▼

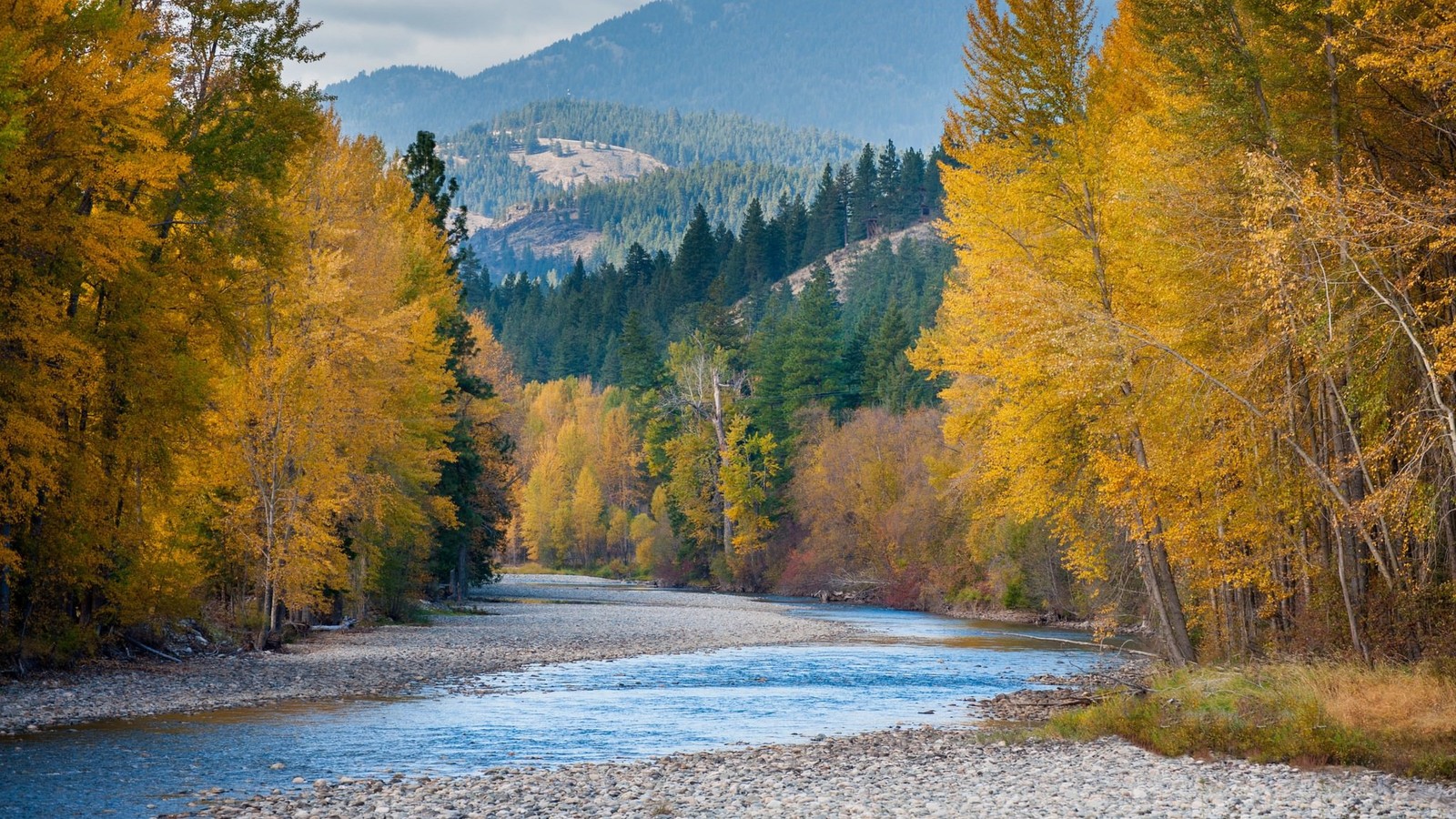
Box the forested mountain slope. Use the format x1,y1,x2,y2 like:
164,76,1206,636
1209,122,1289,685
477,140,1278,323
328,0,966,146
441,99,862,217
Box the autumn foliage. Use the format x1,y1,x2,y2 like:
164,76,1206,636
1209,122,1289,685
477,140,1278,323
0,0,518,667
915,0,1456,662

▲
▼

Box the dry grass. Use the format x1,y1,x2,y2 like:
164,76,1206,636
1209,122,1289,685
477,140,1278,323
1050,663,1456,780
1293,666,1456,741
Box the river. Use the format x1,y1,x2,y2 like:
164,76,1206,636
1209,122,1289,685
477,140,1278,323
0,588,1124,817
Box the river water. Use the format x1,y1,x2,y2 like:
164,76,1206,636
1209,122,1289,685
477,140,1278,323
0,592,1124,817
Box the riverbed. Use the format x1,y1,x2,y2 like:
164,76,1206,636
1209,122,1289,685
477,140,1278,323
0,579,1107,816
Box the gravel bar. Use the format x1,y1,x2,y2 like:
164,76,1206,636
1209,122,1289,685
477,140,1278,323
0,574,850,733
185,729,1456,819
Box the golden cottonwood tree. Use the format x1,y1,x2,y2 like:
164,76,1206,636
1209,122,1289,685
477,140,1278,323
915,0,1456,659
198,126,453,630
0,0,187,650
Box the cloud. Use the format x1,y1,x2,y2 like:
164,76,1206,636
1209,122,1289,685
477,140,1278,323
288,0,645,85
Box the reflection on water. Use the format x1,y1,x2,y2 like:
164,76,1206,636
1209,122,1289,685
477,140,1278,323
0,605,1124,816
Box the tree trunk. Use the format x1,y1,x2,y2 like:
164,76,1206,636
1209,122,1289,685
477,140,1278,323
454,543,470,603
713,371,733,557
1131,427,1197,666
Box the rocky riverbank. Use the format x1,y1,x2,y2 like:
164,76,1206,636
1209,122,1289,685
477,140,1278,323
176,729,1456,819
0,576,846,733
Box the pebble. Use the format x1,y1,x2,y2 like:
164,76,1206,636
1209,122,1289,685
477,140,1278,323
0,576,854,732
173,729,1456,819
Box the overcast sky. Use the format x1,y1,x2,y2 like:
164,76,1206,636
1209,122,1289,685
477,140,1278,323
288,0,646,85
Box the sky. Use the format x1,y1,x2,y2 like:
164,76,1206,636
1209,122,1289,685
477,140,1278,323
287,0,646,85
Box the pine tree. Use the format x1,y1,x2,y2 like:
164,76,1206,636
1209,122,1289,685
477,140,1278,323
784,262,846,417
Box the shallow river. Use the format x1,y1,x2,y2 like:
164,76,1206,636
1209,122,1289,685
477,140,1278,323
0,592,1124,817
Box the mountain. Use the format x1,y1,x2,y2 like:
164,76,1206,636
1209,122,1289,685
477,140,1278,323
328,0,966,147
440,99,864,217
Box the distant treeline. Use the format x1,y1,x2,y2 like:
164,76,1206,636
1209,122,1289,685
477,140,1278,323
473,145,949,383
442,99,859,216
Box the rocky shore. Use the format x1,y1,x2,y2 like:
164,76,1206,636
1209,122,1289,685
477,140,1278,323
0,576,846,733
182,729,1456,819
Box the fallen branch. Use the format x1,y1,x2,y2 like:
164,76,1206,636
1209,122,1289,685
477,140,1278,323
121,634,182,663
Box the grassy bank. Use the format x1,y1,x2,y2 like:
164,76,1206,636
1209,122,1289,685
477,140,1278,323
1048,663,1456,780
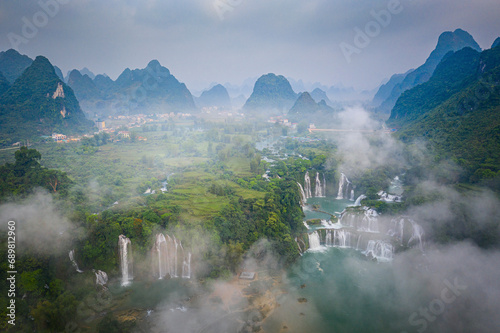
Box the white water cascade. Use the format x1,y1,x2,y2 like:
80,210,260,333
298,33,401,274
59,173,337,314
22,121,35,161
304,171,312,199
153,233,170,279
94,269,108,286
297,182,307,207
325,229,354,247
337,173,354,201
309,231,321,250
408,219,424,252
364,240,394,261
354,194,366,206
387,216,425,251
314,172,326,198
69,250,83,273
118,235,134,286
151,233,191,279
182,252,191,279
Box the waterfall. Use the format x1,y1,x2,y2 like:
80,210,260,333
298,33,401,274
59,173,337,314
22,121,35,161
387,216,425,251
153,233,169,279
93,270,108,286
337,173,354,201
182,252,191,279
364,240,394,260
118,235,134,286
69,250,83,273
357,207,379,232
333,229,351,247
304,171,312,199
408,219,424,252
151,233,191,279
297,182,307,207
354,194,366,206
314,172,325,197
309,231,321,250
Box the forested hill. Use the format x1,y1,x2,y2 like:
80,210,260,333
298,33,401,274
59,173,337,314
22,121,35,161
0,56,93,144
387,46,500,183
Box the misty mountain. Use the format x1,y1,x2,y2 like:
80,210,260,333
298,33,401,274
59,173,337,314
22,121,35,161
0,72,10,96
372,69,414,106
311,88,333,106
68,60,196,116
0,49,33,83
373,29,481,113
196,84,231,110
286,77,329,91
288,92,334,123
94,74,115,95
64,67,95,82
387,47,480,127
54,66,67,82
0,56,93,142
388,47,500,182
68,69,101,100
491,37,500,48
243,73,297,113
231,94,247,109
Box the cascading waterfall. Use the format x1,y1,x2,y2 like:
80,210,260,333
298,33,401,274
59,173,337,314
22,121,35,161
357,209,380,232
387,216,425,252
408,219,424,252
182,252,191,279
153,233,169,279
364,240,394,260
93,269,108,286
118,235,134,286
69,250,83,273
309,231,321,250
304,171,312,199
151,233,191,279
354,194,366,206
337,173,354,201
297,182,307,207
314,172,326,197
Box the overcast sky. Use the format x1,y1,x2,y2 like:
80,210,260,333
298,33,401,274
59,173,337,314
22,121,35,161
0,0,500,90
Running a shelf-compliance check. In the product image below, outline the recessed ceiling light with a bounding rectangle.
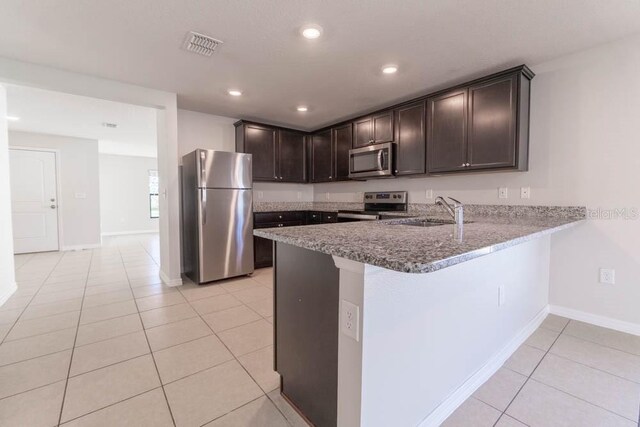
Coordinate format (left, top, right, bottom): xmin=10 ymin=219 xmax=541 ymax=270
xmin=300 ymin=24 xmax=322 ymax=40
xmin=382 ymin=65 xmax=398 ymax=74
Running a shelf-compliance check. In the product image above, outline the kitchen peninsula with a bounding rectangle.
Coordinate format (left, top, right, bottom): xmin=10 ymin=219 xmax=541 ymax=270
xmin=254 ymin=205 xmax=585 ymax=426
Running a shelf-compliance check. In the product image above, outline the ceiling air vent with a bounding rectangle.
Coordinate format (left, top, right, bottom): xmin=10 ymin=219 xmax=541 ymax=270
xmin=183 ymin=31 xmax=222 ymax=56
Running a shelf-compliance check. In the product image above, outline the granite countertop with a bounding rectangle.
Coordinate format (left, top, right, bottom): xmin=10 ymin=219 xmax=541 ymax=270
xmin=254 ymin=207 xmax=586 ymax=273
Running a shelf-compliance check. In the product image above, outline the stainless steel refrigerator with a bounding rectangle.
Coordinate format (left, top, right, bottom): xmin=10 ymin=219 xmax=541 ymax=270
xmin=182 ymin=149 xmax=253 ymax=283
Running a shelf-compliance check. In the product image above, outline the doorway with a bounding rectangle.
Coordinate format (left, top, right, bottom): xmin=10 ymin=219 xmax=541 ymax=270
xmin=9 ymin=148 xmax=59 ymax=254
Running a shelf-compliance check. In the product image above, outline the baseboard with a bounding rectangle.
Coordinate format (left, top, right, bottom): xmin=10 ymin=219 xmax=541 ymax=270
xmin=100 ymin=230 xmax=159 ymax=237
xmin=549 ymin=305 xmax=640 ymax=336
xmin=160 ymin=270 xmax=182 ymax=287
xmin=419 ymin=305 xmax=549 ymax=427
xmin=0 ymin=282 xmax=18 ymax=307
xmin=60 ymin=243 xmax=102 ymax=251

▲
▼

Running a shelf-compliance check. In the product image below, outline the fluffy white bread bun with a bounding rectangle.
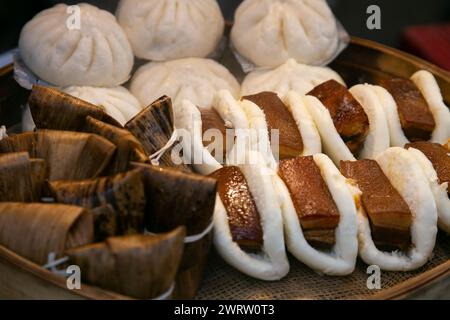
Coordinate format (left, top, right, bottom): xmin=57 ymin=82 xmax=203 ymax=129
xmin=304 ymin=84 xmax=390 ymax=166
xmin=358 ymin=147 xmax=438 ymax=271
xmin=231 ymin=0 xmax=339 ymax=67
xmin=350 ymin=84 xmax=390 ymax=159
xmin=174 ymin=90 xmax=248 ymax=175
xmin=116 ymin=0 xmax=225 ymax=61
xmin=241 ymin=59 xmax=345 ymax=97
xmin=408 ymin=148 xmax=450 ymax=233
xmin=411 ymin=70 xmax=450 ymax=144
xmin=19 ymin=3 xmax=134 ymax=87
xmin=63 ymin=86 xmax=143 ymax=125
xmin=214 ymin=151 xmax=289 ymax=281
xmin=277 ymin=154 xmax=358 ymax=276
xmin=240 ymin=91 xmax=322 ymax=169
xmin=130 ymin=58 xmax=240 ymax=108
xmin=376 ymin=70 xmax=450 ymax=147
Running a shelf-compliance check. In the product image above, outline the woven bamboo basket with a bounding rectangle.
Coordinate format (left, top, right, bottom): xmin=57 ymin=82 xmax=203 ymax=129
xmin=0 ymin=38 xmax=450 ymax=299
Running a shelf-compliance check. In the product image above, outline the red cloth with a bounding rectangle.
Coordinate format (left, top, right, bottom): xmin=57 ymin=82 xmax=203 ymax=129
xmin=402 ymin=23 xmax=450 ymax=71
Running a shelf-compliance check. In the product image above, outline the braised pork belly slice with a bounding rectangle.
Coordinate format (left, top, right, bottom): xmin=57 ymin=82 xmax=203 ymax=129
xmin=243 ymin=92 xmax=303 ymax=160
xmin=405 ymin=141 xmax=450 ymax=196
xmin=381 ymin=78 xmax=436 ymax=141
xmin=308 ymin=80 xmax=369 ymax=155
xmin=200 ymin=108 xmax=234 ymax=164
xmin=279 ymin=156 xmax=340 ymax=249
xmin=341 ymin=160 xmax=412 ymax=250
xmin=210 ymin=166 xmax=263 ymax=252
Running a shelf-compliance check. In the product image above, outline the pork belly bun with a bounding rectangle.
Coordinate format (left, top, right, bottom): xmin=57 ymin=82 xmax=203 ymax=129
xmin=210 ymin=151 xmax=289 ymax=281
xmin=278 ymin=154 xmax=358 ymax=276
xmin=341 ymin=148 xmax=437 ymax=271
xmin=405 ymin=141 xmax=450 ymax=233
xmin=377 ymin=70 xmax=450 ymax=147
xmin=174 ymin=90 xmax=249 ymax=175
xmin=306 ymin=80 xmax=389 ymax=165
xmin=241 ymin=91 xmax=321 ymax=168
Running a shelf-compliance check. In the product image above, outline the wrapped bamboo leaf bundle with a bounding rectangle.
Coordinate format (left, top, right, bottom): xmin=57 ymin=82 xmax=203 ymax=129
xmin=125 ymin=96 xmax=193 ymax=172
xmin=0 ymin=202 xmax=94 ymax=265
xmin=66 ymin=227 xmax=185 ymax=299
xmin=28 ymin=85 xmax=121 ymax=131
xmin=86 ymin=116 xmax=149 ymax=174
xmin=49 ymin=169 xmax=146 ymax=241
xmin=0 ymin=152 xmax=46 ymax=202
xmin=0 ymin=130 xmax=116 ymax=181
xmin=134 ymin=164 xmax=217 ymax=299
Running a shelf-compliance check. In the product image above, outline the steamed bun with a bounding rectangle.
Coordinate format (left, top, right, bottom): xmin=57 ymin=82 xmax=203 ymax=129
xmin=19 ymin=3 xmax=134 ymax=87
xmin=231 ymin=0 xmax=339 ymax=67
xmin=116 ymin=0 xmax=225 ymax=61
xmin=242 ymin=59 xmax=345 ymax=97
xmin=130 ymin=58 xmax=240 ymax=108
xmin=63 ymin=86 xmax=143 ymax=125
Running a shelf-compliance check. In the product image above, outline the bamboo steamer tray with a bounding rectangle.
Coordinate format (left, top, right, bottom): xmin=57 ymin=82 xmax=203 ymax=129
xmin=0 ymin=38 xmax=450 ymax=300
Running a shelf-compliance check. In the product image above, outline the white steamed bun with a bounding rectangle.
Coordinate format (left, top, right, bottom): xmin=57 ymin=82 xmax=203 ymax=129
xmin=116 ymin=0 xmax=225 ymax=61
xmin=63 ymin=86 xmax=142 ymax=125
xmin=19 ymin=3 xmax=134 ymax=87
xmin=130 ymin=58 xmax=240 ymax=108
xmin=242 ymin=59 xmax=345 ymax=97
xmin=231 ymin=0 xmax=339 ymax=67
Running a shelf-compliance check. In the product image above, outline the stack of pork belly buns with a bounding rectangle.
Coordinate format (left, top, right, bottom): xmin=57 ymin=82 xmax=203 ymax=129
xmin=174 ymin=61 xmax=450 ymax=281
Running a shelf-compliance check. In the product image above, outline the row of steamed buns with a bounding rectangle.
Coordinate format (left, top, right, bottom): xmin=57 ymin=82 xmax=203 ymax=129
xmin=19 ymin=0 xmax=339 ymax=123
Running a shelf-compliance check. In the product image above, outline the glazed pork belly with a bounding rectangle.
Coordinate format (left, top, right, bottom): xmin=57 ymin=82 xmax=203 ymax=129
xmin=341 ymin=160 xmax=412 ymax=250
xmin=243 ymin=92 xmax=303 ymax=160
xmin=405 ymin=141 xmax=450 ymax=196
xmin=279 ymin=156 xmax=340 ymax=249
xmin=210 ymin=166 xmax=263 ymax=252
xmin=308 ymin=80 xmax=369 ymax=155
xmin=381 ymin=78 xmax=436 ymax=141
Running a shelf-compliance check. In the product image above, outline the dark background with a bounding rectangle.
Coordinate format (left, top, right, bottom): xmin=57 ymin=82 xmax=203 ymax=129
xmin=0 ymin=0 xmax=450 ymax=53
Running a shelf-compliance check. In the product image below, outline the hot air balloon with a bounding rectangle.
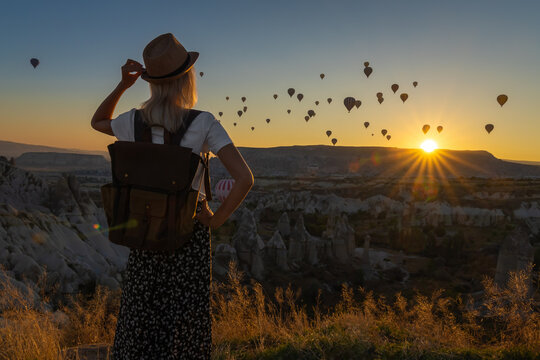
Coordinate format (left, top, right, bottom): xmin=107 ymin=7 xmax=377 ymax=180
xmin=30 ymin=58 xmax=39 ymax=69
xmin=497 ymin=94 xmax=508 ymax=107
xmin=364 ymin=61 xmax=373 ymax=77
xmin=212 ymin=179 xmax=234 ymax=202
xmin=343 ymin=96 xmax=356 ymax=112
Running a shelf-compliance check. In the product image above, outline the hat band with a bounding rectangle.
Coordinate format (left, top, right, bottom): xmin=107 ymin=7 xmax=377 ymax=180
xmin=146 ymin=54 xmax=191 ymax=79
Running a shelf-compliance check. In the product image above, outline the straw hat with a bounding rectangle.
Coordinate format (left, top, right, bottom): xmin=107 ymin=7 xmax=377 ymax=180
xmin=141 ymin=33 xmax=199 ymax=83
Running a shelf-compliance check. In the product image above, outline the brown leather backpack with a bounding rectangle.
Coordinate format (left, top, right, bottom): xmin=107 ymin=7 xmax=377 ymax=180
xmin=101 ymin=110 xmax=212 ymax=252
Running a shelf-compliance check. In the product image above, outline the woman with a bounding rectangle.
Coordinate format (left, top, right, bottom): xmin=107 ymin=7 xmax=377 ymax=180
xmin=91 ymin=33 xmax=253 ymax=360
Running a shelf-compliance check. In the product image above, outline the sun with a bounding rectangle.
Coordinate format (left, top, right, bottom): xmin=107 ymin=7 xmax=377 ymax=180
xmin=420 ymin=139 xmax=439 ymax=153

▲

WRITTEN REQUEST – Rewrite the records from the line that contains "bread bun with a bounding rectangle." through the line that contains "xmin=0 ymin=38 xmax=450 ymax=299" as a two-column CSV with the header text,coordinates and one row per record. Put each field in quotation marks, replace line breaks with spaces, and leave out the pictures.

RESULT –
text,coordinates
"Running a shelf-compliance check. In the product image below, outline the fluffy white bread bun with a bounding rectangle. Coordinate format (left, top, right, bottom): xmin=57 ymin=82 xmax=203 ymax=129","xmin=304 ymin=84 xmax=390 ymax=166 xmin=358 ymin=147 xmax=438 ymax=271 xmin=231 ymin=0 xmax=339 ymax=67 xmin=350 ymin=84 xmax=390 ymax=159 xmin=174 ymin=90 xmax=248 ymax=175 xmin=116 ymin=0 xmax=225 ymax=61 xmin=241 ymin=59 xmax=345 ymax=97 xmin=408 ymin=148 xmax=450 ymax=233 xmin=411 ymin=70 xmax=450 ymax=144 xmin=19 ymin=3 xmax=134 ymax=87 xmin=63 ymin=86 xmax=143 ymax=125 xmin=214 ymin=151 xmax=289 ymax=281 xmin=277 ymin=154 xmax=358 ymax=276 xmin=240 ymin=91 xmax=322 ymax=169 xmin=130 ymin=58 xmax=240 ymax=108 xmin=376 ymin=70 xmax=450 ymax=147"
"Running a shelf-compliance check. In the product image above, outline the woven bamboo basket with a bounding rectangle. Coordinate format (left, top, right, bottom): xmin=57 ymin=82 xmax=203 ymax=129","xmin=0 ymin=38 xmax=450 ymax=299"